→ TASKS TO CARRY OUT:
a) In the post about creativity books, copy word for word the passage from "Here's what I learned: Sit" up to and including "magic is birthed.".
b) Using the post about creativity books, decide whether each statement below agrees with it. Answer yes or no for each, and quote the exact words that decide it.
(i) The author names constant hustling as the worst thing for creating.
(ii) The lesson taken from Big Magic is to create in order to help people.
(iii) The lesson taken from The War of Art is to work only when the muse comes to visit.
c) Write the next part of the post about creativity books, picking up after its last sentence.

→ TEXT:
Books focused on creativity do just that - shift my perspective and change the way I view my own creativity.

The one thing that is the worst for creating? Constant hustling. The best? Sitting around bored and doing nothing. The second best? Reading a book about giving myself space to create for creation's sake.

Here are three authors who have kicked my ass to create, and will hopefully help you do the same!

Steven Pressfield, The War of Art

Here's what I learned: Sit down and do the work. Whatever temptations might feel really important, aren't. Sit down at your desk every single day and write or paint or design or create - whatever your creation looks like. Get to work every day - so that you can fight off "resistance" whose only goal is to keep you from your work, and you can be ready for the moments when the muse comes to visit you and magic is birthed.

Elizabeth Gilbert, Big Magic

Here's what I learned: There are so many reasons to not get started or to feel afraid but you must get beyond your own fear or you will never do anything interesting. Creativity is always a gamble. Be willing to take risks. Stop giving your creativity a goal or trying to make it have value. Just create for the sake of it - with no goal and no purpose in mind. And certainly don't create to be validated by others (or to "help people"). Create for the simple sake of bringing to life what wants to be born.

Dataset entries
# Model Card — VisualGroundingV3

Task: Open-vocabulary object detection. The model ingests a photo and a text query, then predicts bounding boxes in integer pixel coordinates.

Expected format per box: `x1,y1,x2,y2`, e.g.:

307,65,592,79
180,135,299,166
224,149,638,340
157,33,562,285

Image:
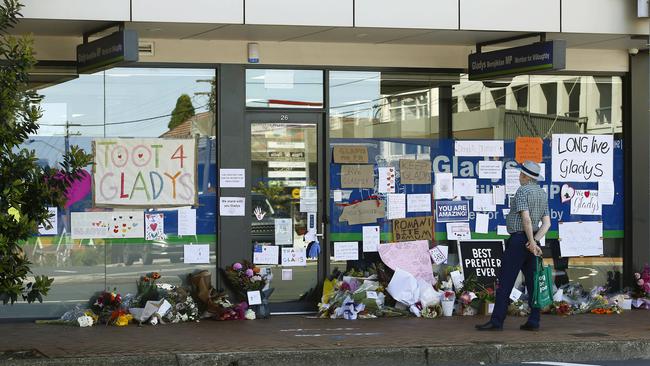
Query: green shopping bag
533,257,553,309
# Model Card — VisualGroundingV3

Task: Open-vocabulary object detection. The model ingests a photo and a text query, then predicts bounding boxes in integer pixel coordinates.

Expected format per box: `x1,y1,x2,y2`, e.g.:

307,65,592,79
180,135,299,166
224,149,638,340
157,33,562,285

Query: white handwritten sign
454,140,503,157
93,138,197,207
551,134,614,182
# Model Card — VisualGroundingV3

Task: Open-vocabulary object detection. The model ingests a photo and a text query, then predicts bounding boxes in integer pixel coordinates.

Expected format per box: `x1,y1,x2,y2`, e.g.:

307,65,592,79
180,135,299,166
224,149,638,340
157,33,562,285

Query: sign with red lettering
93,138,197,207
551,134,614,182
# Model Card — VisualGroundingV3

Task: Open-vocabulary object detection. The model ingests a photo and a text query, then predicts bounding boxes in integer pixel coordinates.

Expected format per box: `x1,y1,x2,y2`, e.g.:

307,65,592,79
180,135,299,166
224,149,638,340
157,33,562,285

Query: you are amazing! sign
93,138,197,207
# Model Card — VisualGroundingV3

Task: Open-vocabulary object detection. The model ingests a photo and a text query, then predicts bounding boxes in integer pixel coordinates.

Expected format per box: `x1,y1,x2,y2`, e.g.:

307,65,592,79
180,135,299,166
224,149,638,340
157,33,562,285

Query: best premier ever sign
93,138,197,207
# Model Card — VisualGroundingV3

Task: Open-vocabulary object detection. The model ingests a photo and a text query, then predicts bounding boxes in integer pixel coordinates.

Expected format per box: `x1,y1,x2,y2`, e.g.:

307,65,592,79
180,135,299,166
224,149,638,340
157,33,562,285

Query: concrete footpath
0,308,650,366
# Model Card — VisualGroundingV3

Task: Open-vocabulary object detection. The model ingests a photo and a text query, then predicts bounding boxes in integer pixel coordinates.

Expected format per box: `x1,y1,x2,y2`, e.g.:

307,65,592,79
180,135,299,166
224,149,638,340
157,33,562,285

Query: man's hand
526,241,542,257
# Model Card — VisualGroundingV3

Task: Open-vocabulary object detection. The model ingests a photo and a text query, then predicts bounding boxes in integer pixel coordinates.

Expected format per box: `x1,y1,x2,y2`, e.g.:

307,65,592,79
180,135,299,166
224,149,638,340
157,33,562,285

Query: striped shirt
506,181,549,234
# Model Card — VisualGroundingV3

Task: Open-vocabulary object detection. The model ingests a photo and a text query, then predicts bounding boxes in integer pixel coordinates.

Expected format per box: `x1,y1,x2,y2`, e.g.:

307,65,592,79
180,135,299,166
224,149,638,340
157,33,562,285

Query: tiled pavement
0,310,650,358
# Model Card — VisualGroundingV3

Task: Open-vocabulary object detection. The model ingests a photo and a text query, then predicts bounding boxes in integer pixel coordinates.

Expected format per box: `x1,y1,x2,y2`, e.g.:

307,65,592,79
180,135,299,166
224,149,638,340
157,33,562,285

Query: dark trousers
491,232,539,327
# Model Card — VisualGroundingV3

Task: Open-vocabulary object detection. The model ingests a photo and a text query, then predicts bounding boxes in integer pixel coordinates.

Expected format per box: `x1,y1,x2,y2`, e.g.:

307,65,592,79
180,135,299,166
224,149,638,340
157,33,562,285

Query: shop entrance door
246,111,326,313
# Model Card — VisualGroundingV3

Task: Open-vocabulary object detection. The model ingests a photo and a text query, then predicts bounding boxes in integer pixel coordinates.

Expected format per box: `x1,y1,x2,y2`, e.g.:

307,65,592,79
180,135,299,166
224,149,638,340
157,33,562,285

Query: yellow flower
115,314,133,327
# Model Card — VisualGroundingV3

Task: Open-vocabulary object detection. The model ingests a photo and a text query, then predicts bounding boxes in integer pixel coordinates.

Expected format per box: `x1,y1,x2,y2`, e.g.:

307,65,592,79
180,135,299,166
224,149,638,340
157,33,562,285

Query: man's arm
535,215,551,241
519,210,548,255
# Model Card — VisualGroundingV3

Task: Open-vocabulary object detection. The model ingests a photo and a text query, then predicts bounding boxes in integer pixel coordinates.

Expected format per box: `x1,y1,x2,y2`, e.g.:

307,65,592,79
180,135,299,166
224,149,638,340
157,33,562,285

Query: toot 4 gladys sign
93,138,197,207
458,240,503,286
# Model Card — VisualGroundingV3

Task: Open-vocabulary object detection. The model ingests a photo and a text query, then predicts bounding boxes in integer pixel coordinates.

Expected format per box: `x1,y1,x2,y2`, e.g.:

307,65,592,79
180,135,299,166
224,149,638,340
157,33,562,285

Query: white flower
245,309,255,320
77,315,93,328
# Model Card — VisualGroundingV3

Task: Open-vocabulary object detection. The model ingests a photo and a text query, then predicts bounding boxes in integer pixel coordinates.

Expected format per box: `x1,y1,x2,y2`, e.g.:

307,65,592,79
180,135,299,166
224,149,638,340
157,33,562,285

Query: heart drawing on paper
560,184,576,203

→ SOLVED PROBLEMS:
a)
Here's what I learned: Sit down and do the work. Whatever temptations might feel really important, aren't. Sit down at your desk every single day and write or paint or design or create - whatever your creation looks like. Get to work every day - so that you can fight off "resistance" whose only goal is to keep you from your work, and you can be ready for the moments when the muse comes to visit you and magic is birthed.

b)
(i) Yes: "The one thing that is the worst for creating? Constant hustling."
(ii) No: "And certainly don't create to be validated by others (or to "help people")."
(iii) No: "Sit down at your desk every single day and write or paint or design or create"

c)
Austin Kleon, Steal Like an Artist

Here's what I learned: If you steal from one person you are plagiarizing, if you steal from 50 you are an original. Nothing in life has not already been done. Nothing you think will be 100% original. But the way that you see the world and the way you express it can be uniquely yours. So put it out there anyway. Don't wait until you know who you are and are already an expert to get started. Part of knowing who you are comes from your creative process - and figuring out your voice along the way. Don't copy, but find your voice by collecting the many voices and creations of people you admire who you want to make a part of your own creative genealogy. Make your creativity a boring, routine, daily habit.